[Excerpts from a point labeling dataset]
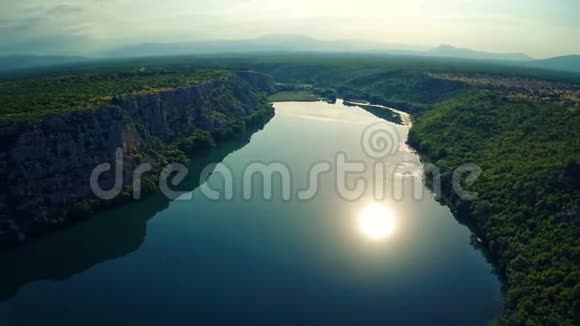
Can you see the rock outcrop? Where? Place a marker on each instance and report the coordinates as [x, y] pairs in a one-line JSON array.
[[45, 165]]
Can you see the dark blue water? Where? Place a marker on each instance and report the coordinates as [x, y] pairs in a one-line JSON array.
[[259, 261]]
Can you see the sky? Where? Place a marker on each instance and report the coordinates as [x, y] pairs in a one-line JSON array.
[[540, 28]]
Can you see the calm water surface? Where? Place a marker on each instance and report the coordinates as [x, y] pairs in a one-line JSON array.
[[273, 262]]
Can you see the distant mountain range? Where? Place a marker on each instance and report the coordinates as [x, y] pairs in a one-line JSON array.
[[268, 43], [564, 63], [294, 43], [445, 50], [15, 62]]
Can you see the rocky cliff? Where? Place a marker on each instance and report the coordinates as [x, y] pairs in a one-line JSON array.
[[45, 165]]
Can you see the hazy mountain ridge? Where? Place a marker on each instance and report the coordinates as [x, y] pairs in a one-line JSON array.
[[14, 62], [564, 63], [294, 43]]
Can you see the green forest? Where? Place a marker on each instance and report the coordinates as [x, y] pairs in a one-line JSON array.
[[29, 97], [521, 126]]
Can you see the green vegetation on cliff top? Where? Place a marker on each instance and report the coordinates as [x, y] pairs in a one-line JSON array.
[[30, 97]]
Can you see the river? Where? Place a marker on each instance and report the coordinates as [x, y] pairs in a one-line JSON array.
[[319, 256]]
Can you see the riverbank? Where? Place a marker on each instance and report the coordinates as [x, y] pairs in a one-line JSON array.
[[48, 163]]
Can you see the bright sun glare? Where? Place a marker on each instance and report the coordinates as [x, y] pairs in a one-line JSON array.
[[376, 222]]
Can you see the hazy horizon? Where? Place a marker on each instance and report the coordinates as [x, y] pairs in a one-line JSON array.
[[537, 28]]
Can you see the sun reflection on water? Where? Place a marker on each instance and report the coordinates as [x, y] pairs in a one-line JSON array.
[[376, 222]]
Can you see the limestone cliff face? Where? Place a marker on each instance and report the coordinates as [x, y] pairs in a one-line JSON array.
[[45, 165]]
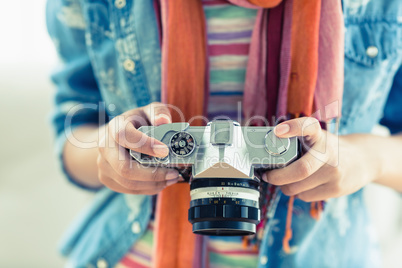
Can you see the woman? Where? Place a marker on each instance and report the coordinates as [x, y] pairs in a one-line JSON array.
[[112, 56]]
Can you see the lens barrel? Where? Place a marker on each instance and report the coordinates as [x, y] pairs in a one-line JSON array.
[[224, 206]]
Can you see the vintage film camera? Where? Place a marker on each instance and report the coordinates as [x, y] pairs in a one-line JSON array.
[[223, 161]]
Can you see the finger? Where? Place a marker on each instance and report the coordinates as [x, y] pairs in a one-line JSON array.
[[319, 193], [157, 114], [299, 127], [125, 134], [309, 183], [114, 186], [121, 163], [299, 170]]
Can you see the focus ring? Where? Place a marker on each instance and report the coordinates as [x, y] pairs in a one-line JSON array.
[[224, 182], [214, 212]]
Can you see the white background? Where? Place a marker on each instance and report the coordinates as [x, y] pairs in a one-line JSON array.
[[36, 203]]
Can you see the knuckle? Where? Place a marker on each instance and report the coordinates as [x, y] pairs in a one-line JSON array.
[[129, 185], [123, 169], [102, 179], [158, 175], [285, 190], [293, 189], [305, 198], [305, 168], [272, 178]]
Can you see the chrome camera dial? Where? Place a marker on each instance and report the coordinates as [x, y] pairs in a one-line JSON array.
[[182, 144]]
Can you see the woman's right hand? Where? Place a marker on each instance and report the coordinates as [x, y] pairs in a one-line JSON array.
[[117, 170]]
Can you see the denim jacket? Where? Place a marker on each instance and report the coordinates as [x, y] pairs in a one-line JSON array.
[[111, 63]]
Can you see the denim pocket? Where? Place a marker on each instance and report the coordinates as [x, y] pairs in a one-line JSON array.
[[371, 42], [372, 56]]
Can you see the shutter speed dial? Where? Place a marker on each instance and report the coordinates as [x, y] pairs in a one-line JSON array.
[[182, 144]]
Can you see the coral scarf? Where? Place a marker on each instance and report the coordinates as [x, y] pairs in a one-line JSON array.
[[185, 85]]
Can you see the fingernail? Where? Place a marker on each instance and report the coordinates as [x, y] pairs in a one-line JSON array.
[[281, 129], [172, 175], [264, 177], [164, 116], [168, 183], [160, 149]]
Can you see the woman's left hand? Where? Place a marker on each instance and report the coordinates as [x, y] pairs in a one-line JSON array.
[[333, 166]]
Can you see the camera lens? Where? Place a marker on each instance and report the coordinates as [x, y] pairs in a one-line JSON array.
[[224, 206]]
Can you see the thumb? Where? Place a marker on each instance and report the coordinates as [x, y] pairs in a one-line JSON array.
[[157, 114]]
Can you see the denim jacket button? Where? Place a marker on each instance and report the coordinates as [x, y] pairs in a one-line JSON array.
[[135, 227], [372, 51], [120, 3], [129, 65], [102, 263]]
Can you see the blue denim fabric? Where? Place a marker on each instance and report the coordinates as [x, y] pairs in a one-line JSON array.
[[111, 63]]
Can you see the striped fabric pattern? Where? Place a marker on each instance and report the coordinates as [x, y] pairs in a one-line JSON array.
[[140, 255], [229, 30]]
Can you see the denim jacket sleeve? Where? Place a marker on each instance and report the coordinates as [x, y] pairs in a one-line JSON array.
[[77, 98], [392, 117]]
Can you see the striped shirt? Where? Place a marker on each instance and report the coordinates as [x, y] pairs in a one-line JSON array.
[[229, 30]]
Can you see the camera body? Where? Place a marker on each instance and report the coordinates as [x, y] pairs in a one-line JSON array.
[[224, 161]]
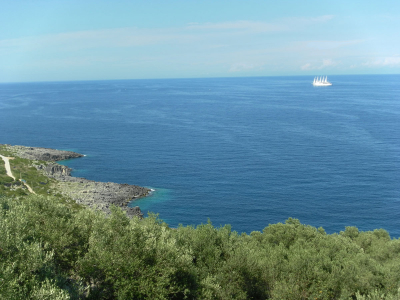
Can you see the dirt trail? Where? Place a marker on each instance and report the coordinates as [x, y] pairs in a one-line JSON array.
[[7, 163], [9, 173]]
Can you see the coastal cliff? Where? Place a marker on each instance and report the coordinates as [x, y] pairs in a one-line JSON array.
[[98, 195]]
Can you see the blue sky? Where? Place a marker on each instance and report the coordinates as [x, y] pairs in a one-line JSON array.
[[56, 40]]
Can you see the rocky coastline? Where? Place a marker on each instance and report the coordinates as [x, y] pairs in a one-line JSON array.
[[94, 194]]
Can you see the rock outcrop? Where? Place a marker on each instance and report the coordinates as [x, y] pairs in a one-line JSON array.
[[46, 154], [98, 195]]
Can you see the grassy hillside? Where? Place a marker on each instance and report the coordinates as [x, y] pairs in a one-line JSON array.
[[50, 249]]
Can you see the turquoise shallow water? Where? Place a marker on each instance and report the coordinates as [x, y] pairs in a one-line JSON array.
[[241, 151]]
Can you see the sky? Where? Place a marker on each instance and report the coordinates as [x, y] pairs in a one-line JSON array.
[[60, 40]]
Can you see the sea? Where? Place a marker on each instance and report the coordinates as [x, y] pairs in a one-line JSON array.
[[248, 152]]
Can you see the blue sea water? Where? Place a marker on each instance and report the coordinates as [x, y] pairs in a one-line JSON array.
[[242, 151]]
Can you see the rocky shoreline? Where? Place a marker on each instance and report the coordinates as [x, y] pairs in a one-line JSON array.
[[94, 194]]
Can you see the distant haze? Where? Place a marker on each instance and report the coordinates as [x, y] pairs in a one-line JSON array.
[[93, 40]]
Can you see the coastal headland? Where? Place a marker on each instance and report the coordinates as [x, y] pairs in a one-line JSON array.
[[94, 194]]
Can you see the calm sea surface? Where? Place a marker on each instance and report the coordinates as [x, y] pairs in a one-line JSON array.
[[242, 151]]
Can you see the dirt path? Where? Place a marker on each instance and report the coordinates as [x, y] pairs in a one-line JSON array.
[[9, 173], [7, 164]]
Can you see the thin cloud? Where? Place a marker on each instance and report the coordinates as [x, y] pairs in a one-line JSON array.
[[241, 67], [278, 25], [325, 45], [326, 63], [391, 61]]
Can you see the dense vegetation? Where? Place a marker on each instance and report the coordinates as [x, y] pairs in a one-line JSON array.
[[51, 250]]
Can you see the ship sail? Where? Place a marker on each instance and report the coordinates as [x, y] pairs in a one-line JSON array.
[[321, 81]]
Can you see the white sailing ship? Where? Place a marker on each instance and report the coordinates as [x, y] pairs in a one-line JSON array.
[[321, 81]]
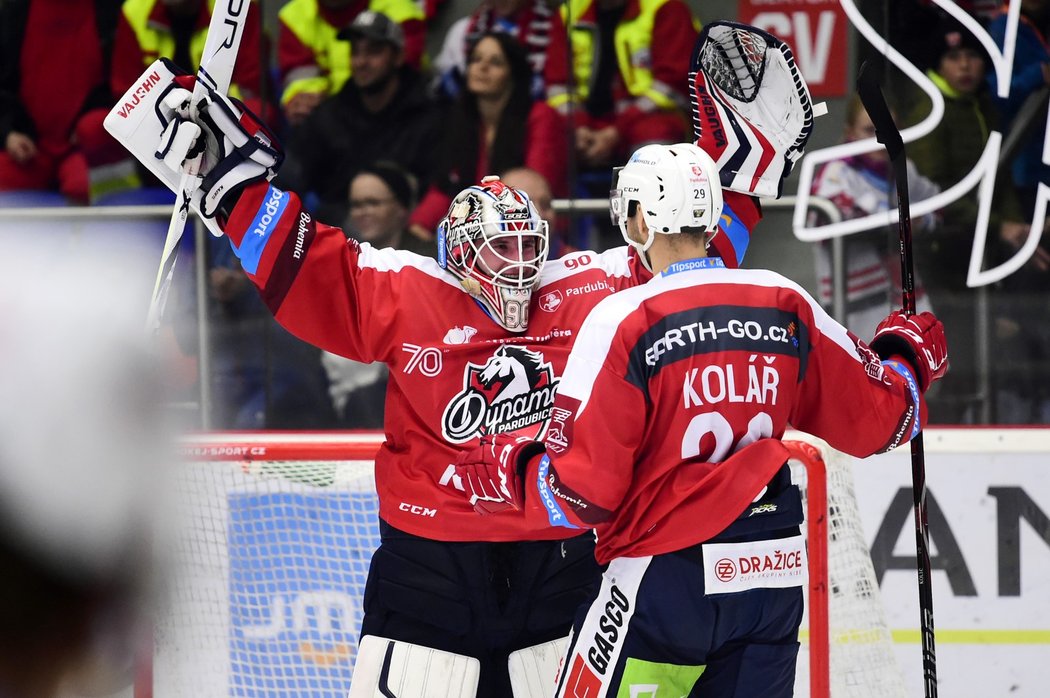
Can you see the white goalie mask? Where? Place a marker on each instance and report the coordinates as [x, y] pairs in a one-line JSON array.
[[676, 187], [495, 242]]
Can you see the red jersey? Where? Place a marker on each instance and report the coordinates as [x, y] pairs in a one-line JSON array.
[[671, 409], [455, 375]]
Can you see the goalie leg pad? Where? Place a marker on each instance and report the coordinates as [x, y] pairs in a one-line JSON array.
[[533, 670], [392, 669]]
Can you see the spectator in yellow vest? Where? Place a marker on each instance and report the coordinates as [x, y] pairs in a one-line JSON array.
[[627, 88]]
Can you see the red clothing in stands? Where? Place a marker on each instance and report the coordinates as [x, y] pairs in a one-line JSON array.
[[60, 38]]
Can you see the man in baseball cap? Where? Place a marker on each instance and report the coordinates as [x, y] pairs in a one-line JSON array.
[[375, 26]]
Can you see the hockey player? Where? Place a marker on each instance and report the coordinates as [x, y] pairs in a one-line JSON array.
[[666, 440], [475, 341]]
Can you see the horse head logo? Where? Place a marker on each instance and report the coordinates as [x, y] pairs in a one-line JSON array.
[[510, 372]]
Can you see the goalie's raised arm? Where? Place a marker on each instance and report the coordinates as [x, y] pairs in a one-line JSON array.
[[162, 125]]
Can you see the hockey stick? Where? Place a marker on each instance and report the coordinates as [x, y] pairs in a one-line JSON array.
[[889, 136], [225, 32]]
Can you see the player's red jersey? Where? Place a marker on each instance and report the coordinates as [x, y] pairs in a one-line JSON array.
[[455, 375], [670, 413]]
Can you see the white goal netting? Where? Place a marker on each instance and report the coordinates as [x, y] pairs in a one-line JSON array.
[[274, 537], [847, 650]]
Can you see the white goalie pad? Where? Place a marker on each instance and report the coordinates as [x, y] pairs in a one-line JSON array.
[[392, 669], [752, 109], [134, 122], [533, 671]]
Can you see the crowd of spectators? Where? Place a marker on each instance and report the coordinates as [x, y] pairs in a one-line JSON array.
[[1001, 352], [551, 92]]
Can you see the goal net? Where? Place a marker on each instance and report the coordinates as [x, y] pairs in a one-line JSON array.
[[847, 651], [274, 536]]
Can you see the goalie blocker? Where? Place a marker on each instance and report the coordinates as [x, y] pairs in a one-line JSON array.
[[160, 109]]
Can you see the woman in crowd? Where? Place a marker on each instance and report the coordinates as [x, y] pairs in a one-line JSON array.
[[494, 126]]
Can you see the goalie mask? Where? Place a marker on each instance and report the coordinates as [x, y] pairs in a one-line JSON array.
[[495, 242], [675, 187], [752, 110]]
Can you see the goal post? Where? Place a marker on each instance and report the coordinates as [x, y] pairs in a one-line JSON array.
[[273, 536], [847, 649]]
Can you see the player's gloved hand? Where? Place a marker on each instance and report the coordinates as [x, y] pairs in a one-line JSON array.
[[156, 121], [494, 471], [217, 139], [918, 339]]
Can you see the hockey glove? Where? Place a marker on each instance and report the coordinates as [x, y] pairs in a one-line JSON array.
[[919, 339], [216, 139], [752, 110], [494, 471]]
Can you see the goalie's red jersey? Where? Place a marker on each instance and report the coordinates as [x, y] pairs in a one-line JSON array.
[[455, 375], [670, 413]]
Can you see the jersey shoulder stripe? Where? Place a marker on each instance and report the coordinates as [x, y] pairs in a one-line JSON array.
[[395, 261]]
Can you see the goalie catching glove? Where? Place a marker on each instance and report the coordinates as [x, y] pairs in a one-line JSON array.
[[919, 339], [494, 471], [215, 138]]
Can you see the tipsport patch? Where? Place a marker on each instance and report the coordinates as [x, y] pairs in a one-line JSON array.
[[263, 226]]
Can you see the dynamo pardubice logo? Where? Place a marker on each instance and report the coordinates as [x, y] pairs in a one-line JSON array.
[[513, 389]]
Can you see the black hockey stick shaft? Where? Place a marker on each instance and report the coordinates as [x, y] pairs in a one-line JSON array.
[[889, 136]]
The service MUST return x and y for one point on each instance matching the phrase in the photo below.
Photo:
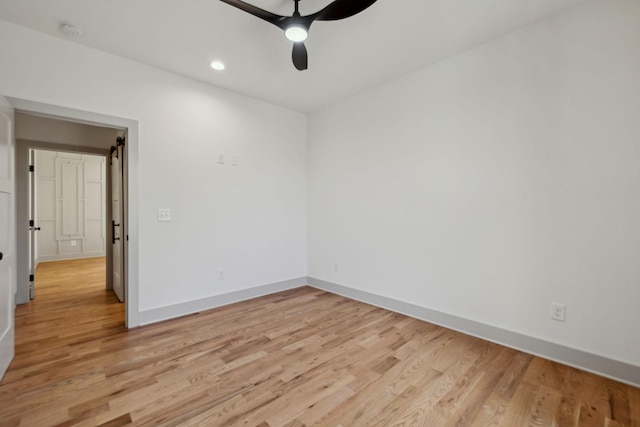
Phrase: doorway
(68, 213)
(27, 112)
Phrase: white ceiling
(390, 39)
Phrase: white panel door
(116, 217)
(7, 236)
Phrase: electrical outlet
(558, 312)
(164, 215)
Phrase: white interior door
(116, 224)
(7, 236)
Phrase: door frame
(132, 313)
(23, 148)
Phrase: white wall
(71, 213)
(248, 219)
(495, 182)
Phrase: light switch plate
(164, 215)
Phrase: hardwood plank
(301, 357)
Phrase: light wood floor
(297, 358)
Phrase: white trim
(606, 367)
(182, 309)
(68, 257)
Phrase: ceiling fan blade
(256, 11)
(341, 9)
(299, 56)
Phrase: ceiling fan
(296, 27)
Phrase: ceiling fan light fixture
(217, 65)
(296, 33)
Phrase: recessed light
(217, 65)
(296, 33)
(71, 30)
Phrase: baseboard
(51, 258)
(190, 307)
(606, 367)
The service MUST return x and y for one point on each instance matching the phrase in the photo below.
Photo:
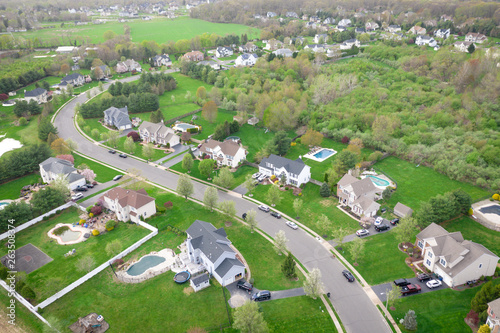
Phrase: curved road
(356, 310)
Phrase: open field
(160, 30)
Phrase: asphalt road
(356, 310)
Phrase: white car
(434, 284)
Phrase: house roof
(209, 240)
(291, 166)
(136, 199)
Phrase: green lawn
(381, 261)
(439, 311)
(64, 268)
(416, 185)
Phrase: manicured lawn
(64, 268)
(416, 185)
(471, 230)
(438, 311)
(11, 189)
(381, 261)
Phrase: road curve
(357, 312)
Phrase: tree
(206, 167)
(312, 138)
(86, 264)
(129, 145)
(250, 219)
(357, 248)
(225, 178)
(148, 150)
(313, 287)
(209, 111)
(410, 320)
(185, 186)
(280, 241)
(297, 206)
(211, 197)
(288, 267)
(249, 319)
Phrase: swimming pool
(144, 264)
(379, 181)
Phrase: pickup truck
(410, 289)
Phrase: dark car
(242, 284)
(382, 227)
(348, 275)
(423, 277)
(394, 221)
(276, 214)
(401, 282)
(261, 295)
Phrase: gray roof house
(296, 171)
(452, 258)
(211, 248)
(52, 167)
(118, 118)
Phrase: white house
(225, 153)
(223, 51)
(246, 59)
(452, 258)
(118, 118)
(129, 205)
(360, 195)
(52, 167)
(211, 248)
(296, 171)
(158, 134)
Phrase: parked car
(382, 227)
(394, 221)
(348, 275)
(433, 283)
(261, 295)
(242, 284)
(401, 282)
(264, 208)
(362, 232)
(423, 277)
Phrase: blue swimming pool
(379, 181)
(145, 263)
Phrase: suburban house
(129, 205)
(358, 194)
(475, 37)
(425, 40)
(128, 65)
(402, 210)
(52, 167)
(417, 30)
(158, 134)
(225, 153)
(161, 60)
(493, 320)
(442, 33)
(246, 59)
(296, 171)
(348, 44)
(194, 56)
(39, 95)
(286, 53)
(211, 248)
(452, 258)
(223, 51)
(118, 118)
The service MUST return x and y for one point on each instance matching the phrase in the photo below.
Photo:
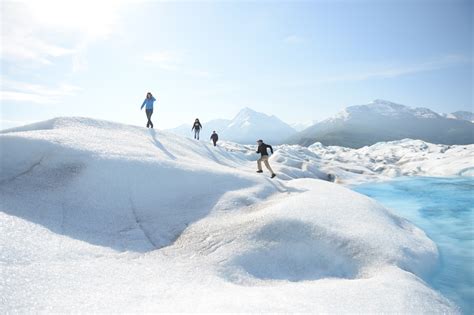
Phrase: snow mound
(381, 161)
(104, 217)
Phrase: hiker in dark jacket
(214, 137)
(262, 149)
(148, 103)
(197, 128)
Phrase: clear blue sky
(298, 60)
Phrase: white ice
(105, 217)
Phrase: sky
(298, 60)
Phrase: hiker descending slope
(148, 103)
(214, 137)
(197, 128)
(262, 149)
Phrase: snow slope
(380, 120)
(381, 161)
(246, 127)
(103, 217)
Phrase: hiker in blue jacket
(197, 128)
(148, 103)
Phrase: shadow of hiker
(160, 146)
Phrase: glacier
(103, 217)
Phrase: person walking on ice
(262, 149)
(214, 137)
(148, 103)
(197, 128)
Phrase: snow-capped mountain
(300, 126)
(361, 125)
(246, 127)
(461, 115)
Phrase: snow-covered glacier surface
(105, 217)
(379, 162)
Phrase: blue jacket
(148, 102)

Request - Give the stretch from the start of the data through the line containing "[[14, 62], [564, 63], [294, 43]]" as a JSON list of strings, one string per line and no blank lines. Leave the pictures out.

Worked answer -
[
  "Can you see the rock outcrop? Where? Place a marker on each instance and report the coordinates as [x, y] pairs in a one-line JSON array.",
  "[[45, 165]]",
  "Can you see the dark blue water? Where? Place a marker on each instance and report the coordinates as [x, y] pairs in a one-line JSON array.",
  "[[259, 261]]",
  "Can you see the sky? Where? Place a marker on each instance and report the coordinates as [x, y] pairs in a one-line JSON array.",
  "[[540, 28]]",
  "Can you see the calm water surface? Where? Place a marker on each instance and report the coordinates as [x, y] pairs in a one-line JSON array.",
  "[[273, 262]]",
  "Can you see the distant mountain range? Where? Place a marker on each instance and report the coordinates as [x, y] pairs in a one-line JSON array.",
  "[[268, 43], [564, 63], [294, 43], [445, 50], [15, 62]]",
  "Can you see the rocky cliff? Where? Place a marker on each instance and report the coordinates as [x, y] pairs in a one-line JSON array.",
  "[[45, 165]]",
  "Can you see the hazy mountain ridge? Where? Place a marker on each instance and report the coordinates as [x, y] pairs in a one-line JSON array.",
  "[[14, 62], [564, 63], [294, 43]]"
]